### What the task asks
Copy every line of the records below verbatim, leaving out the pictures.

### The input
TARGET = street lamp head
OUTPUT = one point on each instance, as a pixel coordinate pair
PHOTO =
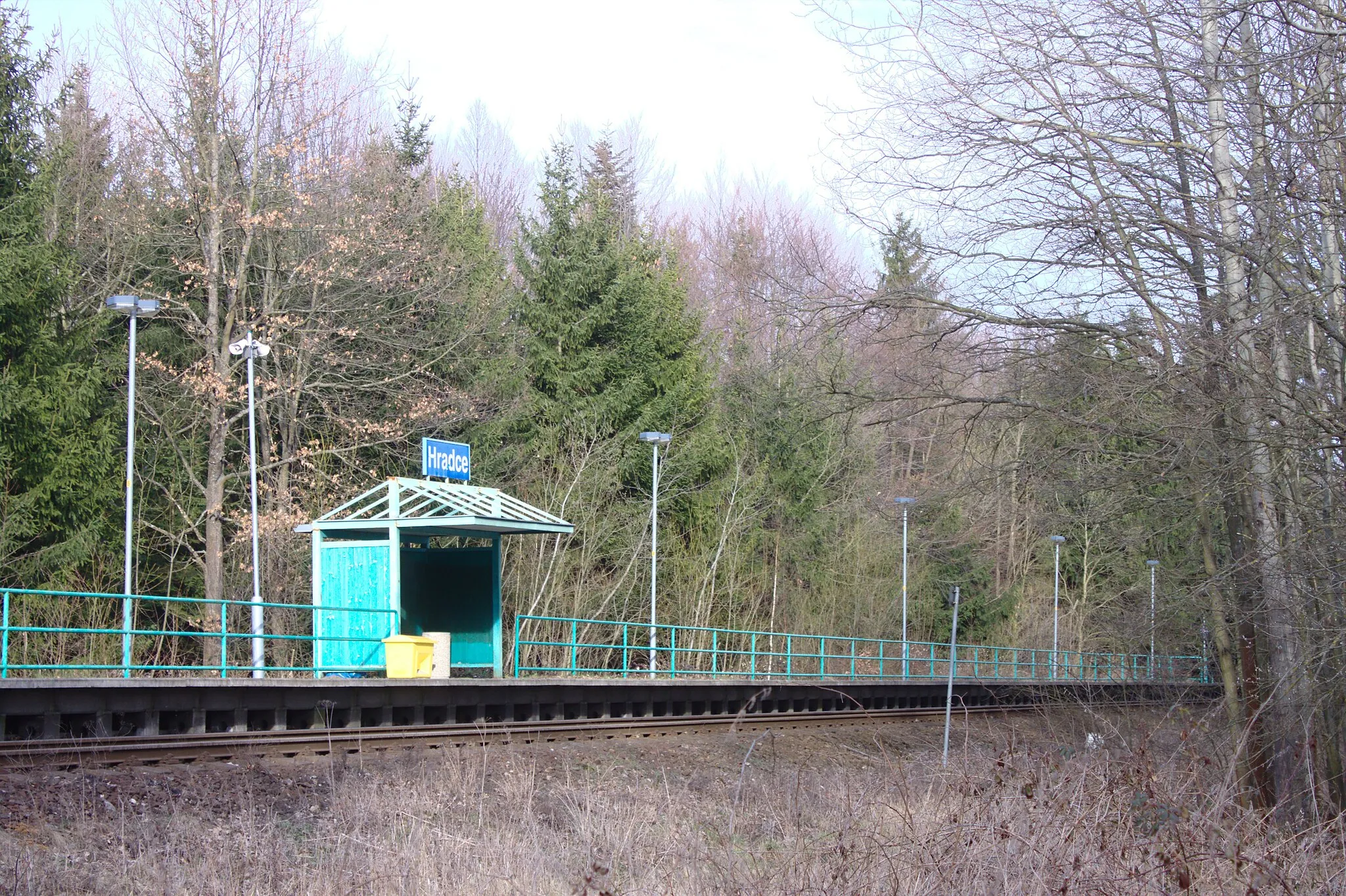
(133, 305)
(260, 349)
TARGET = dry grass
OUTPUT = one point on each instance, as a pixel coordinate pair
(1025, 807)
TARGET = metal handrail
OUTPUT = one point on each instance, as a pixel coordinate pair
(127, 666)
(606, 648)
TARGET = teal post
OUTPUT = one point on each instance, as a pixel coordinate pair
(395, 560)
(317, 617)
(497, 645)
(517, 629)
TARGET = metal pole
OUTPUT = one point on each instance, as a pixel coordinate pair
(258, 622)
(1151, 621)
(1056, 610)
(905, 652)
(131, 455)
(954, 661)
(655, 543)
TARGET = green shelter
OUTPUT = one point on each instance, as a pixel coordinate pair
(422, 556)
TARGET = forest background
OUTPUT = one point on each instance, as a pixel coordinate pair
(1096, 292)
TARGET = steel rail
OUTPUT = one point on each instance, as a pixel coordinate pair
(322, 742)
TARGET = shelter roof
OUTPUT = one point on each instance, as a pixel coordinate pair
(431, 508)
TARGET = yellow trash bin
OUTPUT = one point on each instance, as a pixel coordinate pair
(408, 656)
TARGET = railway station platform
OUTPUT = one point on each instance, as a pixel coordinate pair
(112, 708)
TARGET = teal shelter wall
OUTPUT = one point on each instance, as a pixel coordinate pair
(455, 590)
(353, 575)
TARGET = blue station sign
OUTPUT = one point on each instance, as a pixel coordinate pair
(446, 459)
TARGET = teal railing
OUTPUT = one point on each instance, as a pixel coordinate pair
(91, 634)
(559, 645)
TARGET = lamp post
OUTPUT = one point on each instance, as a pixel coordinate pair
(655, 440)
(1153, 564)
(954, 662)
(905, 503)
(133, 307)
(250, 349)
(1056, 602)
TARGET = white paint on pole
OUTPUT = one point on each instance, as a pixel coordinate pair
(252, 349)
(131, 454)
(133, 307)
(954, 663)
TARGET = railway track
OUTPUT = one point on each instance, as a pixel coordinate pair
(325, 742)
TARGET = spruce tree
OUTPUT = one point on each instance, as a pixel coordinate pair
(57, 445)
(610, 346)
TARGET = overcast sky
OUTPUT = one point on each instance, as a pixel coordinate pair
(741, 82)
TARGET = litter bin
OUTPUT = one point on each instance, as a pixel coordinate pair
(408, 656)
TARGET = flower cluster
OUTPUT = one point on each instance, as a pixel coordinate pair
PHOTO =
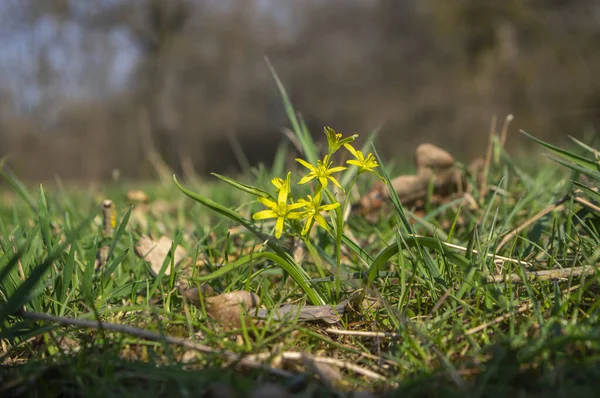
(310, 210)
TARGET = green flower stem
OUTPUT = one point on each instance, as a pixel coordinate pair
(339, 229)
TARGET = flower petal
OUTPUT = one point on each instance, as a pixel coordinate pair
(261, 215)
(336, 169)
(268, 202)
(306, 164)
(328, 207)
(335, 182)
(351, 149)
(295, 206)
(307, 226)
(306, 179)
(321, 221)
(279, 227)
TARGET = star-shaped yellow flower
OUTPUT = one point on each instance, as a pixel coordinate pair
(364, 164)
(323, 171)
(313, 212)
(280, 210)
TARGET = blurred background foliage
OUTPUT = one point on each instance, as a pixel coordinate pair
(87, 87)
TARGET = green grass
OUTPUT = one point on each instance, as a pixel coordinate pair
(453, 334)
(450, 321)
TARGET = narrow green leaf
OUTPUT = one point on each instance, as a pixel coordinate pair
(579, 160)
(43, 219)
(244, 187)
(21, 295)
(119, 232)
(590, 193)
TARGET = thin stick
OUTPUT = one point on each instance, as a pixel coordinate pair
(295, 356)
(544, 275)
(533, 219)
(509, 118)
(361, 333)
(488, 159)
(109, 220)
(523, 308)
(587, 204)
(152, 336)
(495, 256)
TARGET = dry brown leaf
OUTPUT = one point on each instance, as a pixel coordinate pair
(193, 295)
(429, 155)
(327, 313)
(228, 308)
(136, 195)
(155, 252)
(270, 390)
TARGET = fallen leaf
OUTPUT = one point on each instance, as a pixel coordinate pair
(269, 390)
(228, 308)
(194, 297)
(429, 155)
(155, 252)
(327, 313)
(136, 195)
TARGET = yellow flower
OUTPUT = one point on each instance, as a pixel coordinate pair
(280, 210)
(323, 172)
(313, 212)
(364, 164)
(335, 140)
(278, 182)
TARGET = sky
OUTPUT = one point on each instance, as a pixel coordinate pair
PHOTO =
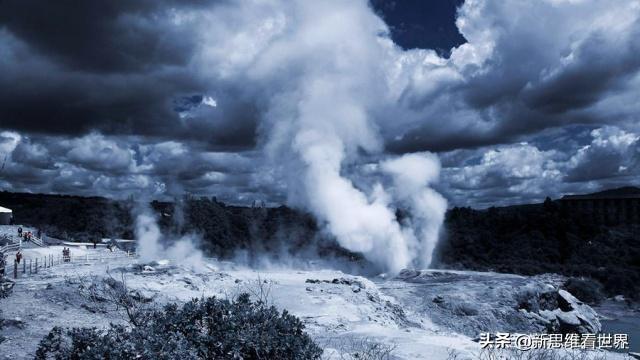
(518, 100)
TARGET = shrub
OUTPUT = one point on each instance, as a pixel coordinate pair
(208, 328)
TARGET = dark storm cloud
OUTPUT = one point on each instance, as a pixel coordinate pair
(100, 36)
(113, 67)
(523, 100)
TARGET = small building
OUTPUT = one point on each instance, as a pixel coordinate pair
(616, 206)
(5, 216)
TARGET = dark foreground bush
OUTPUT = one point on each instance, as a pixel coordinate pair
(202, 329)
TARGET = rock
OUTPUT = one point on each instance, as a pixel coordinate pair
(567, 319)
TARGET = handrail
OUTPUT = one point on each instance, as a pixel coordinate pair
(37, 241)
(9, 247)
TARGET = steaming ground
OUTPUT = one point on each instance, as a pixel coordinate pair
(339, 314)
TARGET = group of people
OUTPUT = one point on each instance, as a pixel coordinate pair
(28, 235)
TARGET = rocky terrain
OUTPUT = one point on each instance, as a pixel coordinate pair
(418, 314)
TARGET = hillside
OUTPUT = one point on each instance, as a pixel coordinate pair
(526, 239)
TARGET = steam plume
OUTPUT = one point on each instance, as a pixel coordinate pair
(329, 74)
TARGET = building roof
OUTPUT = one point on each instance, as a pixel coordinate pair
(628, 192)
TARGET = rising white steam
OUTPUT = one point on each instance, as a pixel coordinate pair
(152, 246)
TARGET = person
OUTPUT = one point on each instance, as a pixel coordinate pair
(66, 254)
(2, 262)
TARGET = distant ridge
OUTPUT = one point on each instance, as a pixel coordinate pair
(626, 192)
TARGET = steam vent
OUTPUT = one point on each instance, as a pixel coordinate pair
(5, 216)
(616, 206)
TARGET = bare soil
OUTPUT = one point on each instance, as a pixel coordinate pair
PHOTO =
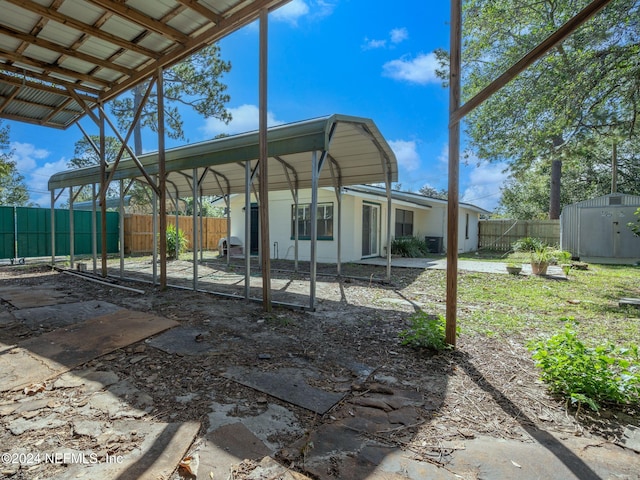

### Result of this exercise
TARGET = street lamp head
OUTPUT = one point on each instance, as a pixel coordinate pair
PHOTO =
(133, 305)
(260, 349)
TARGET = dry grass
OUTPUT = one point on each instance, as a pixel coordinate pair
(1025, 807)
TARGET = metal handrail
OUTPUT = one point on each instance, as a pixel coordinate pair
(127, 666)
(606, 648)
TARGET = teal post
OUTPUT = one point on each instance, as a pixel coordinate pair
(395, 560)
(317, 617)
(497, 645)
(517, 629)
TARGET = metal pole
OUTPUT = one point on each instance, as a pixel coordinate pair
(258, 622)
(1151, 621)
(1056, 610)
(905, 652)
(131, 455)
(954, 661)
(655, 543)
TARGET = green shelter
OUTPUT = one point on each instance, as a pixel coordinate pair
(422, 556)
TARGET = forest background
OUTPUT = one point on each instance, as a pixel coordinate pair
(1096, 292)
TARGET = steel rail
OUTPUT = one point on each instance, as a pixel coordinate pair
(322, 742)
TARGET = shelter roof
OUTPUT = one point on each instance, as a pixel coordinate pair
(431, 508)
TARGET = yellow trash bin
OUTPUT = one point on each instance, as a pixel coordinate pair
(408, 656)
TARGET = railway station platform
OUTPUT = one point on each instance, as a pixel coordinate pair
(112, 708)
TARGET = teal shelter wall
OUTPUT = one point on each instance, as a pixel coordinate pair
(455, 590)
(353, 575)
TARGET = blue station sign
OUTPUT = one point on each instance, as a pixel coordinate pair
(446, 459)
TARGET = teal railing
OUTPUT = one point on each instance, as a pixel coordinate pair
(91, 634)
(559, 645)
TARGET = lamp post
OUTPUT = one point on each instance, as a pixel coordinate pair
(655, 440)
(1153, 564)
(954, 662)
(905, 503)
(133, 307)
(250, 349)
(1056, 602)
TARGET = white paint on pole
OUTPUT = one point on each instance, as a pixel coordinate pair
(252, 349)
(131, 454)
(133, 307)
(954, 663)
TARGET = railway track
OUTPUT = one point on each instance, as a pixel coordinate pair
(325, 742)
TARGET = spruce tree
OUTPUT = one point on each instance, as a pixel coordinate pair
(57, 445)
(610, 346)
TARGET = overcast sky
OUTPUT = one point on each instance, as a pixel coordinate pair
(741, 82)
TARGET = litter bin
OUTPUT = one point on each instance, as a pixel coordinate pair
(408, 656)
TARGET = flower cluster
OUTPUT = one point on each instance, as a pixel coordinate pair
PHOTO =
(310, 210)
TARGET = green flower stem
OUTPUT = one point on each instance, as a pixel coordinate pair
(339, 229)
TARGET = flower petal
OUTPUT = one point on each instance, as a pixel coordinate pair
(261, 215)
(336, 169)
(268, 202)
(306, 164)
(328, 207)
(335, 182)
(351, 149)
(295, 206)
(307, 226)
(306, 179)
(321, 221)
(279, 227)
TARGET = star-shaped yellow flower
OUTPUT = one point on each instance, as a pixel coordinate pair
(364, 164)
(323, 171)
(313, 212)
(280, 210)
TARGET = blurred background foliage
OUTPUT = one point on each instance, as a pixel coordinate pair
(87, 87)
TARGET = green grass
OUTPUT = one point on each instance, as a pixel coordinate pair
(453, 334)
(450, 321)
TARGET = narrow green leaf
OUTPUT = one point on each instance, as a pixel coordinate pair
(579, 160)
(43, 219)
(244, 187)
(21, 295)
(119, 232)
(590, 193)
TARGET = thin stick
OUTPUT = one point on each instance, as a pixel coordinate pair
(295, 356)
(544, 275)
(533, 219)
(509, 118)
(361, 333)
(488, 159)
(109, 220)
(523, 308)
(587, 204)
(152, 336)
(495, 256)
TARGET = dry brown leaf
OUTPUT = one point on each instance, as a pixel coordinate pair
(193, 295)
(429, 155)
(327, 313)
(228, 308)
(136, 195)
(155, 252)
(270, 390)
TARGET = fallen leaf
OUTPUT = one point on each instance, as a pixel coordinate pair
(269, 390)
(228, 308)
(194, 297)
(429, 155)
(155, 252)
(327, 313)
(136, 195)
TARGET = yellow flower
OUTPUT = one point on each instance, as a pixel coordinate pair
(280, 210)
(323, 172)
(313, 212)
(364, 164)
(335, 140)
(278, 182)
TARGET = sky
OUTPUT = one point on each instance, as a pixel coordinate pair
PHOTO =
(518, 100)
TARGET = shrub
OUTPUT = one point on each instance, as a pixel coordinate pair
(208, 328)
TARGET = dark storm cloud
OUTPUT = one point on each instance, as a pixel coordinate pair
(100, 36)
(113, 67)
(523, 100)
TARGET = small building
OUTPUT = one point on each instance, as a pixel coordinate pair
(616, 206)
(5, 216)
TARGET = dark foreground bush
OUTPUT = one point on each instance, as a pixel coordinate pair
(202, 329)
TARGET = rock
OUTPUT = one point on each instance, as a pixel coordinate pair
(567, 319)
TARGET = handrail
OUTPUT = one point on each instance, as a pixel coordinate pair
(37, 241)
(9, 247)
TARGET = steaming ground
OUTPUT = one point on each instance, as a pixel coordinate pair
(339, 314)
TARGET = group of people
OUTPUT = one point on each instance, as a pixel coordinate pair
(28, 235)
TARGET = rocky terrain
OUTPUT = one point on each instance, as a pixel coordinate pair
(418, 314)
TARGET = hillside
OUTPUT = one point on each instance, as a pixel coordinate pair
(526, 239)
TARGET = steam plume
OUTPUT = one point on each instance, as a pixel coordinate pair
(329, 74)
TARGET = building roof
OUTPUT = one point on each instance, as a pixel coordinate pair
(628, 192)
TARGET = rising white steam
OUTPUT = one point on each instance, as a pixel coordinate pair
(152, 246)
TARGET = person
OUTPUT = one point on each instance, as a pixel coordinate pair
(66, 254)
(2, 262)
TARGET = distant ridge
OUTPUT = one point on each instance, as a pixel coordinate pair
(626, 192)
TARGET = steam vent
OUTPUT = one point on each instance, as a pixel coordinate pair
(5, 216)
(616, 206)
TARGET = bare soil
OUTPUT = one point on each instance, as a pixel coordinate pair
PHOTO =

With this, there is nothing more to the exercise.